Among the entries below, take the line with "Target: purple sled runner" and the line with "Target: red pom-pom", and output them and every line between them exactly, with nothing else.

[Dataset entries]
****************
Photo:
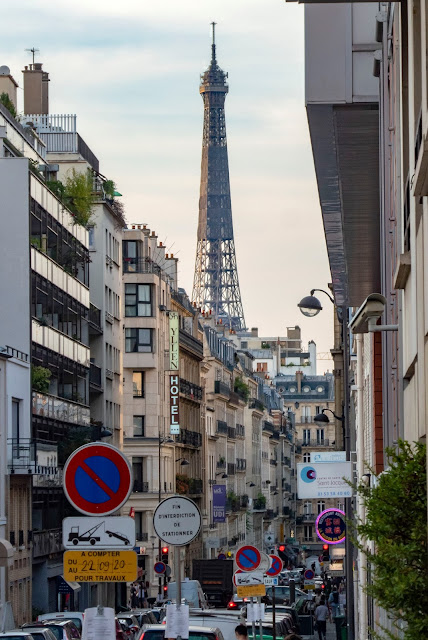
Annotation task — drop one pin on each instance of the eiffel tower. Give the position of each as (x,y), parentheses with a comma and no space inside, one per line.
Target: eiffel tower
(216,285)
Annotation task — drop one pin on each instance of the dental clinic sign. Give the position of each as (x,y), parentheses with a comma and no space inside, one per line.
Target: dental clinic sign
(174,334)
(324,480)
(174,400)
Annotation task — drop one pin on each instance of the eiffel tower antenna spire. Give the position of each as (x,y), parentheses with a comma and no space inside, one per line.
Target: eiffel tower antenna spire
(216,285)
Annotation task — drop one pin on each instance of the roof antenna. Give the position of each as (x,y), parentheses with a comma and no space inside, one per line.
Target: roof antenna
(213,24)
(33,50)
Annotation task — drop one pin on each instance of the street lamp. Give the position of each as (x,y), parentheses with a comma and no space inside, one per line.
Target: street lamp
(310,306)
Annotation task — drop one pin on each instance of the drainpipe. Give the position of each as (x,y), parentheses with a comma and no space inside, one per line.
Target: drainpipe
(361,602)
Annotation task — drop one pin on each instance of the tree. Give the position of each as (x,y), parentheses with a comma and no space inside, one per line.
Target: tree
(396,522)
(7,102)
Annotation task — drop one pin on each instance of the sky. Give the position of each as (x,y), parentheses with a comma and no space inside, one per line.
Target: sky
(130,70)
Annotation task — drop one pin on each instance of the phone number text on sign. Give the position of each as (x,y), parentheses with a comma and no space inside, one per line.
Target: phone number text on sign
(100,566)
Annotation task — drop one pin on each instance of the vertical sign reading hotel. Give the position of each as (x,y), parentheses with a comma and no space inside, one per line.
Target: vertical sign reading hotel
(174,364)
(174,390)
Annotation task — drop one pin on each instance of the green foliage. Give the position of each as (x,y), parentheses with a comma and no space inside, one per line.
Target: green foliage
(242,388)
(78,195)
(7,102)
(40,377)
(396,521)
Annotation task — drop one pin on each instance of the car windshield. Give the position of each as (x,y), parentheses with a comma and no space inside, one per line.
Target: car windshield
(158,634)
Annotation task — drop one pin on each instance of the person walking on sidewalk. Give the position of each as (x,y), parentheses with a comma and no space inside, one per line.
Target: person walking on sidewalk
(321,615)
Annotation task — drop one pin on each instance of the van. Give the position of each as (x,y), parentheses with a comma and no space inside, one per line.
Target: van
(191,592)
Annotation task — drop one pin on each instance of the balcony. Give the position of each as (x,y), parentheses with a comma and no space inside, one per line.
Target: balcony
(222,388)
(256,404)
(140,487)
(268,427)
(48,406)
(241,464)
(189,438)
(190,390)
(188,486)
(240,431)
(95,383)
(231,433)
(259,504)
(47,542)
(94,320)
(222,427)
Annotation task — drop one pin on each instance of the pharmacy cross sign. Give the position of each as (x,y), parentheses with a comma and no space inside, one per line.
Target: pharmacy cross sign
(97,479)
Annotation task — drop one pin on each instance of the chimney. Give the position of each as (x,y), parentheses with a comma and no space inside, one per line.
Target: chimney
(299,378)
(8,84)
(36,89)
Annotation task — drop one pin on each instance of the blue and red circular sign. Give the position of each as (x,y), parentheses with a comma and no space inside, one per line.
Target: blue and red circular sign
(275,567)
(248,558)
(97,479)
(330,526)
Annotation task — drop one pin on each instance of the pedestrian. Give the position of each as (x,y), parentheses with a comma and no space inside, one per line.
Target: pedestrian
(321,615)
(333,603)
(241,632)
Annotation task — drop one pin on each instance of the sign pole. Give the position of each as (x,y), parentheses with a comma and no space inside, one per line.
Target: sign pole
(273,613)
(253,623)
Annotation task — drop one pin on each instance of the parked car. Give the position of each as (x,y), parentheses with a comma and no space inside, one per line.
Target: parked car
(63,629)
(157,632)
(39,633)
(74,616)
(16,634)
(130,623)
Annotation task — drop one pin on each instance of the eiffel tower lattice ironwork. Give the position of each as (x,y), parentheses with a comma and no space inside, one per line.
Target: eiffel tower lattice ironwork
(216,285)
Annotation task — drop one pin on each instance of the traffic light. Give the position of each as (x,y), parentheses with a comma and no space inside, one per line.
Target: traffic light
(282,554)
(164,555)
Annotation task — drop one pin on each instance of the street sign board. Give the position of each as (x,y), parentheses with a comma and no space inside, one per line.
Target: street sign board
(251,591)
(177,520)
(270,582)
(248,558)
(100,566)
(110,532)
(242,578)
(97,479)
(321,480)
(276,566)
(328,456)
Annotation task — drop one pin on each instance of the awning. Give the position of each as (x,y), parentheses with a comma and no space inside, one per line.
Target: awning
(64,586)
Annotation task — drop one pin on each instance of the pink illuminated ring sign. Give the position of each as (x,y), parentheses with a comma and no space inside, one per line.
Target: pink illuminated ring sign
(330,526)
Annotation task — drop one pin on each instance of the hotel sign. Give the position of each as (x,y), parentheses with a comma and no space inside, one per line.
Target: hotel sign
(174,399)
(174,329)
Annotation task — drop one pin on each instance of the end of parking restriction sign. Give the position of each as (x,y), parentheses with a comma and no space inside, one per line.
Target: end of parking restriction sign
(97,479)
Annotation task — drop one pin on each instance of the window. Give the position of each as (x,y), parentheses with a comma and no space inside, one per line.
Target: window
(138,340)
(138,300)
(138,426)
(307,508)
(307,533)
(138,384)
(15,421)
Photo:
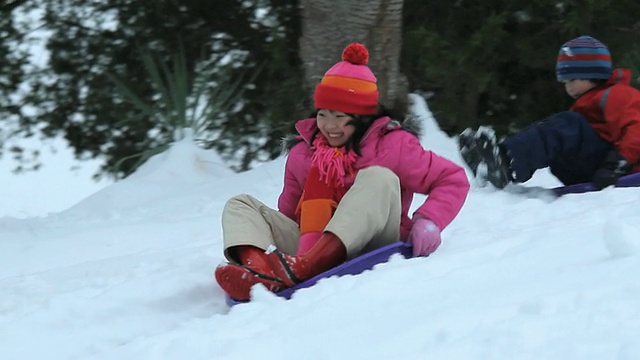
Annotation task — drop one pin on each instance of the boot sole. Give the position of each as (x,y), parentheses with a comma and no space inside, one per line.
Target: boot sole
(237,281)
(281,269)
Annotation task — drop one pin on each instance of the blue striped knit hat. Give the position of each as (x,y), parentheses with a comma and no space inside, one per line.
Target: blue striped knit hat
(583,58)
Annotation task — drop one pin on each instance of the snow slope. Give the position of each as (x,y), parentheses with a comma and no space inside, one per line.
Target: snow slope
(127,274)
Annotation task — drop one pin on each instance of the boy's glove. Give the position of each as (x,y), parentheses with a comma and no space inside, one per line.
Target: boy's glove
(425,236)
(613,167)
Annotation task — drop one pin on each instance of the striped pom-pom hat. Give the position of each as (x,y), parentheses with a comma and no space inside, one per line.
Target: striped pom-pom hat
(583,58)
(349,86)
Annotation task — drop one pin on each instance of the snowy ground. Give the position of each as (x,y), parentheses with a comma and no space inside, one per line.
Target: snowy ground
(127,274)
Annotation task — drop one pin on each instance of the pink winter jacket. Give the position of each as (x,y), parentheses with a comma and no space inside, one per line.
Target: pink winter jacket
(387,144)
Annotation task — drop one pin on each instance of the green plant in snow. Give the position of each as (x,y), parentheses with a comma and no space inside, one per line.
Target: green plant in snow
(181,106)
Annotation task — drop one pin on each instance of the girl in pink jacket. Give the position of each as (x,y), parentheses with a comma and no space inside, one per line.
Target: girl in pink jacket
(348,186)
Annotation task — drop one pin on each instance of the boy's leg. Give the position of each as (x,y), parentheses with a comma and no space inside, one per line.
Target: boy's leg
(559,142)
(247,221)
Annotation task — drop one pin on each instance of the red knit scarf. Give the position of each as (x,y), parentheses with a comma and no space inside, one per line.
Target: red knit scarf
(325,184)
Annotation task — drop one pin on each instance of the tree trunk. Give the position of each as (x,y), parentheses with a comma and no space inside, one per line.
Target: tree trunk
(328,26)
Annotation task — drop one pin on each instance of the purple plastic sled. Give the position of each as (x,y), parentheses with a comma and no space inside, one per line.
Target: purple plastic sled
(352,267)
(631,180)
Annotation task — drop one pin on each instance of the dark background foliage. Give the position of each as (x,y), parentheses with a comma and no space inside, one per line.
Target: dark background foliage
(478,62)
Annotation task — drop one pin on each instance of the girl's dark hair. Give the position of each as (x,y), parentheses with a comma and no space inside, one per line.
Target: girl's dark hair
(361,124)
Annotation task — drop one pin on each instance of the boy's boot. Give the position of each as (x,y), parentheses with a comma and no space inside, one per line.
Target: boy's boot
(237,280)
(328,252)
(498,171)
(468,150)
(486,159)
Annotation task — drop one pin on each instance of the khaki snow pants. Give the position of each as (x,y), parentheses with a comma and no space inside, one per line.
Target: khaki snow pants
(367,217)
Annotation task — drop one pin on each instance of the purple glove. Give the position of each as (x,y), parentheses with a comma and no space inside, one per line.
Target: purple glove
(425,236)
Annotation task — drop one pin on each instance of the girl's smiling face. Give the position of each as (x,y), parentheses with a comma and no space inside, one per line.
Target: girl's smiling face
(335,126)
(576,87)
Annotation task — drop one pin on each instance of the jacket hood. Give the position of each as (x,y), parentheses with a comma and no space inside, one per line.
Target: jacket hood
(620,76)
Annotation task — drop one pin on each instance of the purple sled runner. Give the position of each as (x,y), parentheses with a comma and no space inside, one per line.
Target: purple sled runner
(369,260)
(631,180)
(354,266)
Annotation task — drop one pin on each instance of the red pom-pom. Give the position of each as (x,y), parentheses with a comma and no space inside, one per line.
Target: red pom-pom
****************
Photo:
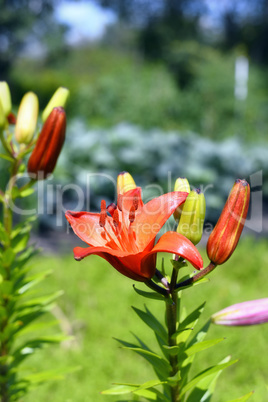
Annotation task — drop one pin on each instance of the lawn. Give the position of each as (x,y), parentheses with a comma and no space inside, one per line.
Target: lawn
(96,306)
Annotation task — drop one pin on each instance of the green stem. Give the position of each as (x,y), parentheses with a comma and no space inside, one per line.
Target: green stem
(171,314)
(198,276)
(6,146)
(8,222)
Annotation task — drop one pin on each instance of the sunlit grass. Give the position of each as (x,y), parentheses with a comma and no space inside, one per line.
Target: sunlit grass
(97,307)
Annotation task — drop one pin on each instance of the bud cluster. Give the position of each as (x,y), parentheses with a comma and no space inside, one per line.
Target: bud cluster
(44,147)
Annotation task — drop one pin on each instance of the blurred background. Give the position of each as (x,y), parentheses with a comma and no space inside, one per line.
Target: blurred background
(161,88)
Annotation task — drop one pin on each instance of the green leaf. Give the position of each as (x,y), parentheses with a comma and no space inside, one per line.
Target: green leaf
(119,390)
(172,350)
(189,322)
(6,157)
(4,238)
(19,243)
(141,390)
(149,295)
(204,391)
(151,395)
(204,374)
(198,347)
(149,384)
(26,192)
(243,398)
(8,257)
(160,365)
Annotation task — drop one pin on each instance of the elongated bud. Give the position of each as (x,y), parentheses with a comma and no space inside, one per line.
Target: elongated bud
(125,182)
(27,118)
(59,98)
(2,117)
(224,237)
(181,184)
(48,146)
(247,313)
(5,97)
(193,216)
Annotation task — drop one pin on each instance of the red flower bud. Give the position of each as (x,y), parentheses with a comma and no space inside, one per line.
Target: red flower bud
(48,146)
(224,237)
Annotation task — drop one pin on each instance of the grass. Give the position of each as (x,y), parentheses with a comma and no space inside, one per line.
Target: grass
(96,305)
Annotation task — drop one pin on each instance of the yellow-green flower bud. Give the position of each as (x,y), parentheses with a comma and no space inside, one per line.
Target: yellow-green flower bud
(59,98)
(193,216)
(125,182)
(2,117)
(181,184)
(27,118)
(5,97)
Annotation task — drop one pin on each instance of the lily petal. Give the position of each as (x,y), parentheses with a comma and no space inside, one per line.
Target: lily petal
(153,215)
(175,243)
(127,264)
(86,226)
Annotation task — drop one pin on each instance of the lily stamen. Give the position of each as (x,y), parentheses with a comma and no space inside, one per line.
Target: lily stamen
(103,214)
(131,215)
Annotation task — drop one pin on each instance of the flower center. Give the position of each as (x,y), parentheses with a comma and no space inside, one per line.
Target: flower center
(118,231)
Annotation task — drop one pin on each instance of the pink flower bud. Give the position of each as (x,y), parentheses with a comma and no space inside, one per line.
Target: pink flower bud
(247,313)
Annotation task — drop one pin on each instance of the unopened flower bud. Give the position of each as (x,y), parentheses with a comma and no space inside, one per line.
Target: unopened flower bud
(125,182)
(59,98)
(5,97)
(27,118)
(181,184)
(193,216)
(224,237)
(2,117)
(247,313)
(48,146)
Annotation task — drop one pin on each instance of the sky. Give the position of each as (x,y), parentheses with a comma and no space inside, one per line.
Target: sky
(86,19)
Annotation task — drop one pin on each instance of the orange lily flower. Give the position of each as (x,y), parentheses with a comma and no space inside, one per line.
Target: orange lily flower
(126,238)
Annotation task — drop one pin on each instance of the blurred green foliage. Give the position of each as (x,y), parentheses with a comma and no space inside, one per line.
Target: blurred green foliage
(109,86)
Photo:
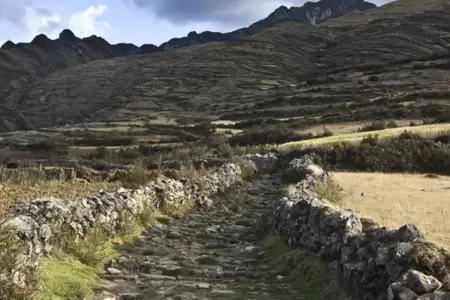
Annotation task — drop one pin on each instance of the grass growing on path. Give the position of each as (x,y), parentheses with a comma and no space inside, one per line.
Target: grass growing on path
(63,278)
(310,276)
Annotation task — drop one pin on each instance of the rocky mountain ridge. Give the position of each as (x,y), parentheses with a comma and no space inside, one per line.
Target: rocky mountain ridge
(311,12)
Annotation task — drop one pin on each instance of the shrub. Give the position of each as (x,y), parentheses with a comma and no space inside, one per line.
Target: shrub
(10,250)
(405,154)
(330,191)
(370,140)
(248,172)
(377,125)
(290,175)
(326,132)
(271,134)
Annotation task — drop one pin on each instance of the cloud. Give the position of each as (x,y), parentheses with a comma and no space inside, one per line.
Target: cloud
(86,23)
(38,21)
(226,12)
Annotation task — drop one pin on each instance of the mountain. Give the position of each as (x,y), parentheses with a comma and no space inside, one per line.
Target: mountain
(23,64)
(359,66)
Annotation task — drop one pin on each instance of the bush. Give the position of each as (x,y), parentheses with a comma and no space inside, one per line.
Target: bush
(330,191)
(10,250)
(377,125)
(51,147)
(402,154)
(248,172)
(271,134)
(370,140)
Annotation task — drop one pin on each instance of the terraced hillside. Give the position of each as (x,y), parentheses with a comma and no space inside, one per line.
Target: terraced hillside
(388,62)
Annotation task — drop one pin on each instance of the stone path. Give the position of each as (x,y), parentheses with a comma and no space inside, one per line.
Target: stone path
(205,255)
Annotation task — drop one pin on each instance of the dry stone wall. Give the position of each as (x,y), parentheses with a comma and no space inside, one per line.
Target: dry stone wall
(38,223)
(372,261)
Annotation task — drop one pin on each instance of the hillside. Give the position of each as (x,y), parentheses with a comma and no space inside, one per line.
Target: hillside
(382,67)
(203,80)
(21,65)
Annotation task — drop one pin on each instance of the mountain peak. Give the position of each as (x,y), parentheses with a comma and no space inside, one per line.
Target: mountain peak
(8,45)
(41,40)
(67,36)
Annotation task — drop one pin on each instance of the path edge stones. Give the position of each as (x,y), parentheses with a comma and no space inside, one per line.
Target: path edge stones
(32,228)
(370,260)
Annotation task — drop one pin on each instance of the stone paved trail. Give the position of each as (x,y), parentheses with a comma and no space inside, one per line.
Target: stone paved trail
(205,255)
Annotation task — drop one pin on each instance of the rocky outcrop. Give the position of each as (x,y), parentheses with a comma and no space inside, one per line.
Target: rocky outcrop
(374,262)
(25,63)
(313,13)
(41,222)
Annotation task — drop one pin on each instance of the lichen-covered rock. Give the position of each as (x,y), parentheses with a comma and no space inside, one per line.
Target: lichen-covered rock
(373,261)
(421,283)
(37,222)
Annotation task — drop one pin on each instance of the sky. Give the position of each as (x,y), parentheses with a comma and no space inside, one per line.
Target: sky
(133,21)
****************
ANSWER SPACE
Target: purple sled runner
(369,260)
(631,180)
(354,266)
Annotation task — drop one pin on each instance of the red pom-pom. Give the position of each as (x,y), parentheses with a comma and no space inside, one per line.
Target: red pom-pom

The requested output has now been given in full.